→ Excerpted data:
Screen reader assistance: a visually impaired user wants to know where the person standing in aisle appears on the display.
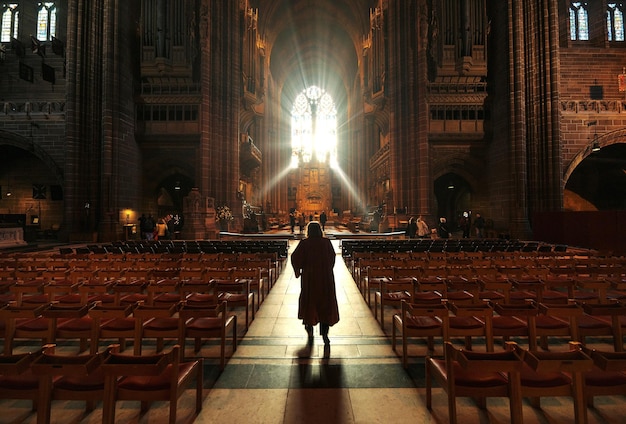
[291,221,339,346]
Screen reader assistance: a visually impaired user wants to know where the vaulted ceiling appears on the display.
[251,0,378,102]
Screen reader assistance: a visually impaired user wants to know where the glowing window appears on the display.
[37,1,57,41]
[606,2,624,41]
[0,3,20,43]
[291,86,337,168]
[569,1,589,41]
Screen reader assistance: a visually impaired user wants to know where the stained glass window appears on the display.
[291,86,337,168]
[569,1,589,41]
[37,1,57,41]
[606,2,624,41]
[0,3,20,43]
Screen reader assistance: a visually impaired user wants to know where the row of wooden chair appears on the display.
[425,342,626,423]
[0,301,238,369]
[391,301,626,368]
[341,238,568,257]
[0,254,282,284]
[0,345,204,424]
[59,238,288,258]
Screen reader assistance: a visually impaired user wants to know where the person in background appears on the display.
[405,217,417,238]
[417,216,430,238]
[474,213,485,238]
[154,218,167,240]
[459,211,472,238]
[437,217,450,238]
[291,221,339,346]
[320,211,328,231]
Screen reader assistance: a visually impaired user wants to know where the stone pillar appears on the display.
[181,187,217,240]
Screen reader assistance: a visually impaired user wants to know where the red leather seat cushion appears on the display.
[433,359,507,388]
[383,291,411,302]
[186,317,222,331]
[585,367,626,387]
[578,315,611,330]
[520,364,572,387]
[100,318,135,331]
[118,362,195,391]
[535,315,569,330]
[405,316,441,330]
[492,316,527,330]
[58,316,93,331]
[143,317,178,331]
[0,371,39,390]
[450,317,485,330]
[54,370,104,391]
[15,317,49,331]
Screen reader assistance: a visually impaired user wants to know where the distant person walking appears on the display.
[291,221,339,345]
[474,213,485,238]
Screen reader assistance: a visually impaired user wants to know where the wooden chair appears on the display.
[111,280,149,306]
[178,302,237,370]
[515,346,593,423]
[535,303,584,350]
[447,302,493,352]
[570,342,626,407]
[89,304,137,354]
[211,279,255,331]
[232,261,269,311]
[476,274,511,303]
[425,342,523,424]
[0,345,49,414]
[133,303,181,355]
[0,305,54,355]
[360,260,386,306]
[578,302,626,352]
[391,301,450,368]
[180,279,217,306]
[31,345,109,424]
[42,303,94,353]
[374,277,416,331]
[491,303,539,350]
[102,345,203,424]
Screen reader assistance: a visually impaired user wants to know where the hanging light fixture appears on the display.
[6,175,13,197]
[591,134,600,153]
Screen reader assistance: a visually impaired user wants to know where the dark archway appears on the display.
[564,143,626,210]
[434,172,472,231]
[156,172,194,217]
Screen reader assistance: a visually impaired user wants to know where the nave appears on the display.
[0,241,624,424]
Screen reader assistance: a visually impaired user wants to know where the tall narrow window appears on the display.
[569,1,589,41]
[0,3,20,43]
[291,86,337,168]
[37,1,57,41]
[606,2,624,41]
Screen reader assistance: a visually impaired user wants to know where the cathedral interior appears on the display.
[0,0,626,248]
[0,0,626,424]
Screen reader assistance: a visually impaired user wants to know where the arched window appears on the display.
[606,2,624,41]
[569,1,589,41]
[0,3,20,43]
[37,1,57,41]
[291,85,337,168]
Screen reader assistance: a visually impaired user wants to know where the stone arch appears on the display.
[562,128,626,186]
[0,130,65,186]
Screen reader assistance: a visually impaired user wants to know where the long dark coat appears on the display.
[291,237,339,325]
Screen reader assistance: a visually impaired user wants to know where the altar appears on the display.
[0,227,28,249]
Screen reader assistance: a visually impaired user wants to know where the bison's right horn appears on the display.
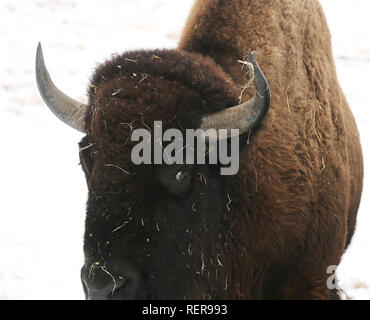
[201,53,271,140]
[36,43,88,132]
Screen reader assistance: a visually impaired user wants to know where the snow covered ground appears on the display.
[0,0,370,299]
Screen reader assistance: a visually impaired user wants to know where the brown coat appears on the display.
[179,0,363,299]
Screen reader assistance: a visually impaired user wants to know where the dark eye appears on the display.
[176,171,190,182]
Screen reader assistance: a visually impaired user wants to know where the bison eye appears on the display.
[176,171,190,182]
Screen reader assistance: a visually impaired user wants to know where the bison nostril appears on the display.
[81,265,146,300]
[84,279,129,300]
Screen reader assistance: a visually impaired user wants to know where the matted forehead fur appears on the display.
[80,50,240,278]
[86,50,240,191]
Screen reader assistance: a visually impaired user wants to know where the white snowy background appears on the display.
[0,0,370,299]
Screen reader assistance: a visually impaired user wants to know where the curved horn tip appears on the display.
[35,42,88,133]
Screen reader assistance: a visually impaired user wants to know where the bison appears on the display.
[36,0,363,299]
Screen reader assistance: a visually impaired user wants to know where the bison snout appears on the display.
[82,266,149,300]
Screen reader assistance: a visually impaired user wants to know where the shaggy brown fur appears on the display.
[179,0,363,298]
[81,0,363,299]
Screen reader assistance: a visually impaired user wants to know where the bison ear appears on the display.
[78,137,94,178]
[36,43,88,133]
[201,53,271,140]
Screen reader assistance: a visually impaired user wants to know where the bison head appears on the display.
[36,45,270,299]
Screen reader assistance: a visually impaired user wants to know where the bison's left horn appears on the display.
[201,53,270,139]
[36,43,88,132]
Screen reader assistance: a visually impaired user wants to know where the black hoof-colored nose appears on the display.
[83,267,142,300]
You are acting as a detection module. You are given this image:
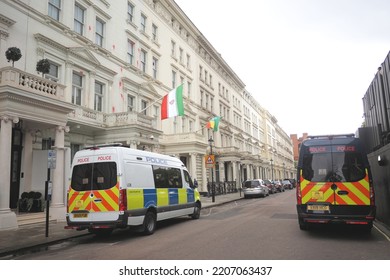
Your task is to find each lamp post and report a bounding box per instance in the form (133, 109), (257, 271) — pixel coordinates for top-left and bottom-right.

→ Exercise aim: Update everything from the start of the material down to the line containing "[251,0,378,102]", replacing "vaulted ceiling" with "arched ceiling" and keeping all else unchanged. Leave the pictures out of your answer.

→ Response to this task:
Screen reader assistance: a visually impaired user wants to know where the person standing in aisle appears on the display.
[291,221,339,346]
Screen reader assistance: a visually impaired user wants to know where the arched ceiling appears on the display.
[251,0,378,102]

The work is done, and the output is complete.